• **EXTRACT TO READ**
We gave it a D+
There’s a simple reason Hollywood keeps teaming gruff white lawmen with sassy black ex-cons in the 48 HRS. mold: It’s an easy way to pull in white folks and nonwhite folks, two demographics that, as far as studio marketing departments seem to be concerned, are antithetical. But coming after a summer in which movies starring — not to mention written, produced, and directed by — African Americans have been grossing major money and attracting more integrated audiences than ever, Bait, a tired action-thriller determined to play the race card every which way for every which kind of viewer, seems hopelessly behind the curve.
The point of making Bait should have been to hand Jamie Foxx a bona fide showcase. A gifted mimic who launched himself (as did Jim Carrey and umpteen Wayanses) on the sketch series In Living Color, Foxx was the best part of Oliver Stone’s football drama Any Given Sunday. He’s headed into season 5 of The Jamie Foxx Show as one of the WB network’s most popular sitcom stars. But execs at Warner Bros. evidently felt they couldn’t package Foxx to a mass audience without adulterating the mix. Result: Foxx spends the first half hour of Bait as a guest star in his own movie.

• **WORK TO DO**
A - According to the review, on which sketch series did Jamie Foxx launch himself?
B - Echo the review word for word, starting at "We gave it a" and ending at "behind the curve.".
The rows have no connection to the review.

Rows from a point labeling set
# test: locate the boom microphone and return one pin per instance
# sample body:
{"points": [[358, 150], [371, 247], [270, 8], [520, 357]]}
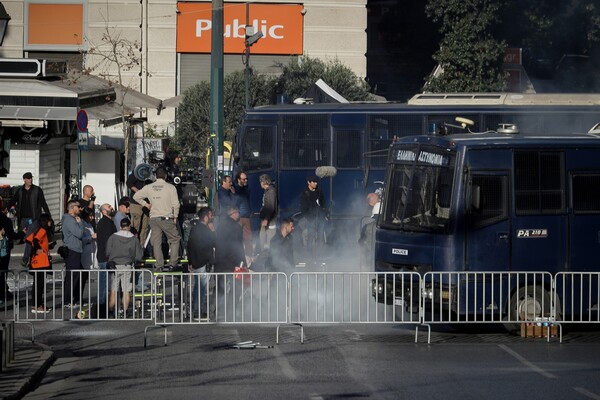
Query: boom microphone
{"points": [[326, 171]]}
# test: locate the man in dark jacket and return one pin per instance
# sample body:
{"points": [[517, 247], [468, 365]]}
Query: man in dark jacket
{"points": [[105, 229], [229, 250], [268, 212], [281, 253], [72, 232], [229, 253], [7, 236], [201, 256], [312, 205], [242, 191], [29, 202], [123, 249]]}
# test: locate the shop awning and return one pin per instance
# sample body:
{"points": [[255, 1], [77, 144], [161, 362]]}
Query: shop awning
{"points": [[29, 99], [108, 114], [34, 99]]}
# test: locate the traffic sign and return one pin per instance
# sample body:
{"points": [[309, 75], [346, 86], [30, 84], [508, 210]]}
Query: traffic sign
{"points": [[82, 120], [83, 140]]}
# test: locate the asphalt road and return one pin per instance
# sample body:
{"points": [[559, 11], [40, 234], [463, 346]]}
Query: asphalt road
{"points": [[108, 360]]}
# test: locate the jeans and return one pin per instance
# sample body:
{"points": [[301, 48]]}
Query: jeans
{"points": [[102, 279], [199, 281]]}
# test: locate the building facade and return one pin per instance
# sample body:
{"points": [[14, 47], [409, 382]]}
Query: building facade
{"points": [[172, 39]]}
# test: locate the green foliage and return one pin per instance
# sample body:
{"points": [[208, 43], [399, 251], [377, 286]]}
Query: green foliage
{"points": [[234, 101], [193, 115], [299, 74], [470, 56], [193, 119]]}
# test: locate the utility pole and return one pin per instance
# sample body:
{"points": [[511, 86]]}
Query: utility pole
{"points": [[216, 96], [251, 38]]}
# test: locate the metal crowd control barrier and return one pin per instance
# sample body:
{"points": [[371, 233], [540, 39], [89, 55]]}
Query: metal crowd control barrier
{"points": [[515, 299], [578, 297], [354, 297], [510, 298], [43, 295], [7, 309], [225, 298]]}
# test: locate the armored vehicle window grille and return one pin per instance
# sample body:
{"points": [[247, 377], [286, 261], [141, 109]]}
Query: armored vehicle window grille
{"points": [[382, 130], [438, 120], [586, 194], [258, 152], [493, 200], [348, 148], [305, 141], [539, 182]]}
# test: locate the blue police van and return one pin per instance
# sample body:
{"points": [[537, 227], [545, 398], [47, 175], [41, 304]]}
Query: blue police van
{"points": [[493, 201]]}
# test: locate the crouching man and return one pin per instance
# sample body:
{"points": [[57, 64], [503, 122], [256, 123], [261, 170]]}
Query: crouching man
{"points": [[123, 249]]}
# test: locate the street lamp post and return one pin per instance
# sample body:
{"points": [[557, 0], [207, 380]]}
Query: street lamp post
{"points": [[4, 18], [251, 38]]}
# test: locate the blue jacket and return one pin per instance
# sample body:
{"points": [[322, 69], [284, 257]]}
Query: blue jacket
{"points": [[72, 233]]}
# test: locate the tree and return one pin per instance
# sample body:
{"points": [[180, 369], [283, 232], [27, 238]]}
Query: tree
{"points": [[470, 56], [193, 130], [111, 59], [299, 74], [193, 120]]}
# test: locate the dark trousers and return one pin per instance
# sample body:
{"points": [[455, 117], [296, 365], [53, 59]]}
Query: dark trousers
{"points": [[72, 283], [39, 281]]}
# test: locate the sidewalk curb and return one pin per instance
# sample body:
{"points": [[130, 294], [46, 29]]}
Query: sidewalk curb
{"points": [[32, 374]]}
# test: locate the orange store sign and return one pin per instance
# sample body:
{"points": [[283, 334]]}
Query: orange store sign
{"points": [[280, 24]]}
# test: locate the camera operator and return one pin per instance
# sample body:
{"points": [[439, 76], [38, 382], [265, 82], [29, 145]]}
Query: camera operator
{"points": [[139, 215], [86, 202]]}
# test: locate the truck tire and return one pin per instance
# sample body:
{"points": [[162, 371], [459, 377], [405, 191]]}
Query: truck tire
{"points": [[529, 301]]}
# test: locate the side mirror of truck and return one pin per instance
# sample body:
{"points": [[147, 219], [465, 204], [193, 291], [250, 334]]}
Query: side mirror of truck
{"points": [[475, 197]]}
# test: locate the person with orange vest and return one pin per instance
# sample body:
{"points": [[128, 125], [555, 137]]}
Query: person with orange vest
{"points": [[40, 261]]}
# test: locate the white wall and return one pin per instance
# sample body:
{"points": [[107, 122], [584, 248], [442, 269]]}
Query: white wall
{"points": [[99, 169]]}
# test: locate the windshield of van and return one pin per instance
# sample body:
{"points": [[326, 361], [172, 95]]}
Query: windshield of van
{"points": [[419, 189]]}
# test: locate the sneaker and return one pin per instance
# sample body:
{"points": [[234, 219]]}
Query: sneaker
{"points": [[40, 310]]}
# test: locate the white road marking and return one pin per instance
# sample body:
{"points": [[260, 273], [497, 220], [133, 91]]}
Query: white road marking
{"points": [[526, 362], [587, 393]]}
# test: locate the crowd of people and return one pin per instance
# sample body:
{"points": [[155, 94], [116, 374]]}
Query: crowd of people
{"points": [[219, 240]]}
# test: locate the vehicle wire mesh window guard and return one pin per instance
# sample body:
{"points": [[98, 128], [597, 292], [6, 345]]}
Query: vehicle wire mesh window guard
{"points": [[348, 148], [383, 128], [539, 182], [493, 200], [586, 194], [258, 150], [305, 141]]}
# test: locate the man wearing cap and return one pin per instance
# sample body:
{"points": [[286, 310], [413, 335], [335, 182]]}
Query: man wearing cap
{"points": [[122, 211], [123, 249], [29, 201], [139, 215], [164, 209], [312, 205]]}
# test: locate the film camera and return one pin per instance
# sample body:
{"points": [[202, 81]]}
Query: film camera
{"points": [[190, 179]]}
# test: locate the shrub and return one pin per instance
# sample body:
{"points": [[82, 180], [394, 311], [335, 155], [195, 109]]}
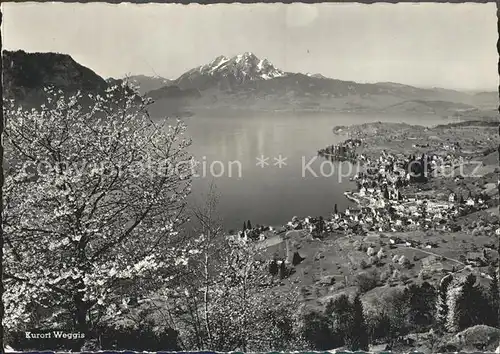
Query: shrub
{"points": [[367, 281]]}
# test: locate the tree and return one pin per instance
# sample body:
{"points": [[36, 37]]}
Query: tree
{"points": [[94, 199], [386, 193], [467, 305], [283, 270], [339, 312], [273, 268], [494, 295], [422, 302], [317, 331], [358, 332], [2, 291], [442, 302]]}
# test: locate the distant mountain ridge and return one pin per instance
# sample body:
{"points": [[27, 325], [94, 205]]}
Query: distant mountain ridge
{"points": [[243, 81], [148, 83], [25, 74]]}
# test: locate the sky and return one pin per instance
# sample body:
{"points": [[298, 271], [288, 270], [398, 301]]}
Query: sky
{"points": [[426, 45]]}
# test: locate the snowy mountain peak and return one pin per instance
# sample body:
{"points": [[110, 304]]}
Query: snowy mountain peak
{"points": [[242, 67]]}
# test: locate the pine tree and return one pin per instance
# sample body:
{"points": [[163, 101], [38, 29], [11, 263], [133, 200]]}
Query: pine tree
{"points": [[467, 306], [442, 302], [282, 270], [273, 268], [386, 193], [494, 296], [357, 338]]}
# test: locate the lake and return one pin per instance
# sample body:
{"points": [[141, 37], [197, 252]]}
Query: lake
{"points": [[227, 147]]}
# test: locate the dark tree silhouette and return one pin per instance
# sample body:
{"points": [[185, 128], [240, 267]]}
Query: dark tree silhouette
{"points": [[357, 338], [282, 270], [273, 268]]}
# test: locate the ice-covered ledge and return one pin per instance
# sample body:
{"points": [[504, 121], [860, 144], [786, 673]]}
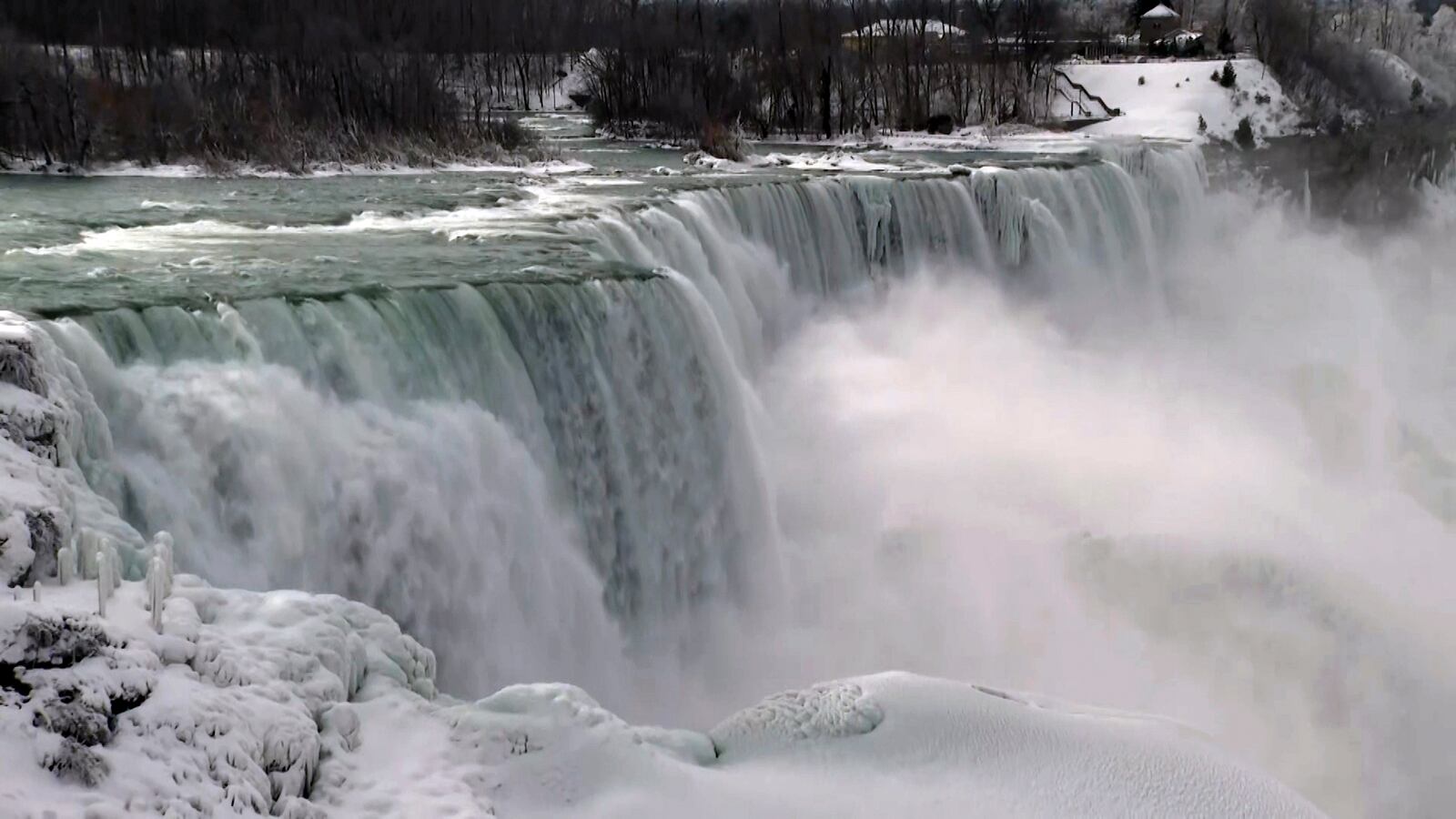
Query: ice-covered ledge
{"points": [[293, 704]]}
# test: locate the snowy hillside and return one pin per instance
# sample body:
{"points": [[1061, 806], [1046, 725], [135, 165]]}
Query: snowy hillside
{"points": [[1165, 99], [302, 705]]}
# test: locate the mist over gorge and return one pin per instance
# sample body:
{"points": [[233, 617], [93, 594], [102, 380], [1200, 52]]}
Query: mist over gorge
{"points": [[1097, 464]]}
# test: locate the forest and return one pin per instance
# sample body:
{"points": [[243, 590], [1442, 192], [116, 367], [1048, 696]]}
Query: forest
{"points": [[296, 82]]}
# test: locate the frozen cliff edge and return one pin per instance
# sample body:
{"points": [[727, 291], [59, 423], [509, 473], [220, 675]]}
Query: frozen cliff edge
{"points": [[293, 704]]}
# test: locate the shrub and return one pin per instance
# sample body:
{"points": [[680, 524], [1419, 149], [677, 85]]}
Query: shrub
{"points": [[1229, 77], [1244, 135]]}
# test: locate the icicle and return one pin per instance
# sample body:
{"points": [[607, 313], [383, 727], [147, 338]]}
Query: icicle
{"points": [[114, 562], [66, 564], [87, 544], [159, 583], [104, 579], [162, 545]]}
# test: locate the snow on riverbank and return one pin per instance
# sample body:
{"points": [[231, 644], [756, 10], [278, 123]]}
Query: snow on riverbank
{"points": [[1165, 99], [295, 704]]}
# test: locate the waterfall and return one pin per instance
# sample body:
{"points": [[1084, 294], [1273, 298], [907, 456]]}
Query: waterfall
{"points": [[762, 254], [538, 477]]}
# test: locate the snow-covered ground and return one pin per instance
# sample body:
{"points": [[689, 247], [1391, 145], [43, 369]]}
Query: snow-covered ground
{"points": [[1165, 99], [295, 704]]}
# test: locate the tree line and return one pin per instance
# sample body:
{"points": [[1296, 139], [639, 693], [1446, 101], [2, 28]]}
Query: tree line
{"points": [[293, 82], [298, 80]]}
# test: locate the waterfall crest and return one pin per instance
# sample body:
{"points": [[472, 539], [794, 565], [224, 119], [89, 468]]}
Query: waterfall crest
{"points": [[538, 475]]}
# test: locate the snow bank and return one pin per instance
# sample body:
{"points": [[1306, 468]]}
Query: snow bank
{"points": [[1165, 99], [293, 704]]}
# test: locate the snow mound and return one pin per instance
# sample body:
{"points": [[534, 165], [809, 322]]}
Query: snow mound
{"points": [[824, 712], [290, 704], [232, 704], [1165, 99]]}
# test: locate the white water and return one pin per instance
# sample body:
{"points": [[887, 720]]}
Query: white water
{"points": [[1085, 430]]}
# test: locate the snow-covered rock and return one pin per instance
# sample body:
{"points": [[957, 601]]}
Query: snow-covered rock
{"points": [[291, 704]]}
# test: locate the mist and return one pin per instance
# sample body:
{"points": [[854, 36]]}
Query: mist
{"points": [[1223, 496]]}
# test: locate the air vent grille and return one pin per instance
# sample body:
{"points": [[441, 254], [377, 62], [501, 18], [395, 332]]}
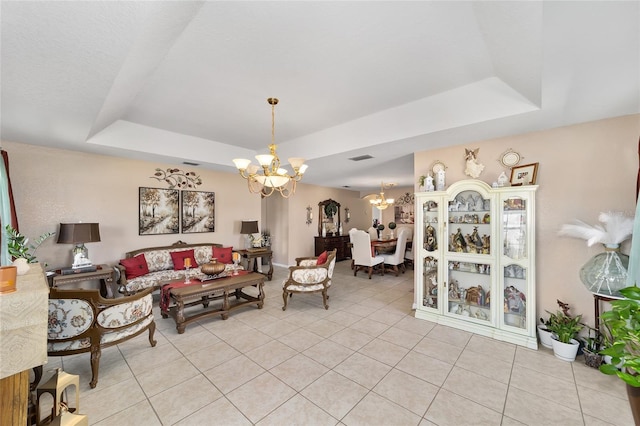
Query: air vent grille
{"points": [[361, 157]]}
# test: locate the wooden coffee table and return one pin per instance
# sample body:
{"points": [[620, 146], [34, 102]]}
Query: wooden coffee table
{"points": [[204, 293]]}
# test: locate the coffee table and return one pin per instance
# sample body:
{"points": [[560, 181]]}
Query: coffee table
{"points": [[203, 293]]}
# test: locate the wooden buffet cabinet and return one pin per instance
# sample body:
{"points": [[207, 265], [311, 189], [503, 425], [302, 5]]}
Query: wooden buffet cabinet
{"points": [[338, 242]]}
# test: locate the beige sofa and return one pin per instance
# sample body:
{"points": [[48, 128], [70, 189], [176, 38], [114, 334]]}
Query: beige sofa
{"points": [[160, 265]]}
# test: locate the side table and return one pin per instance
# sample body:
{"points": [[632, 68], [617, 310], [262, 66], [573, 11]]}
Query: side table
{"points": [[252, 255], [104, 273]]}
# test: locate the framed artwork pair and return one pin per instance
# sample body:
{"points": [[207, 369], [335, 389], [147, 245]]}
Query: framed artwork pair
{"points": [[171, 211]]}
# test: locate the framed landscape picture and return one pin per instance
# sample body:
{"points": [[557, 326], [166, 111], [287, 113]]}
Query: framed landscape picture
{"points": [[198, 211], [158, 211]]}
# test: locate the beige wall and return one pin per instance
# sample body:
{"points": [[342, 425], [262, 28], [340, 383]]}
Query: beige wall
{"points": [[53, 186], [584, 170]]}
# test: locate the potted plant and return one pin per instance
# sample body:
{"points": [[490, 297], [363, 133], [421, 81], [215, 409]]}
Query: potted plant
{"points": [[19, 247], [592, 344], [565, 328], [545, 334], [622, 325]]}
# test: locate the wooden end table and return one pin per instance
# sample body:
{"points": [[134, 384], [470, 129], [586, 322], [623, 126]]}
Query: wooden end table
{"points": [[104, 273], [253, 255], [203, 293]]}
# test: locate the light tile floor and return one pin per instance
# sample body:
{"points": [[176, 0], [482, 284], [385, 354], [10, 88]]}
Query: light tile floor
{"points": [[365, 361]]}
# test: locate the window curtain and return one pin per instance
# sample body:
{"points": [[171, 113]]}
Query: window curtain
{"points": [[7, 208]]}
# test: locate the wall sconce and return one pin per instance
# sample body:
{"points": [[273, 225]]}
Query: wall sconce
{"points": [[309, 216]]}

• **EXPECTED RESPONSES**
A - In Living Color

B -
We gave it a D+
There’s a simple reason Hollywood keeps teaming gruff white lawmen with sassy black ex-cons in the 48 HRS. mold: It’s an easy way to pull in white folks and nonwhite folks, two demographics that, as far as studio marketing departments seem to be concerned, are antithetical. But coming after a summer in which movies starring — not to mention written, produced, and directed by — African Americans have been grossing major money and attracting more integrated audiences than ever, Bait, a tired action-thriller determined to play the race card every which way for every which kind of viewer, seems hopelessly behind the curve.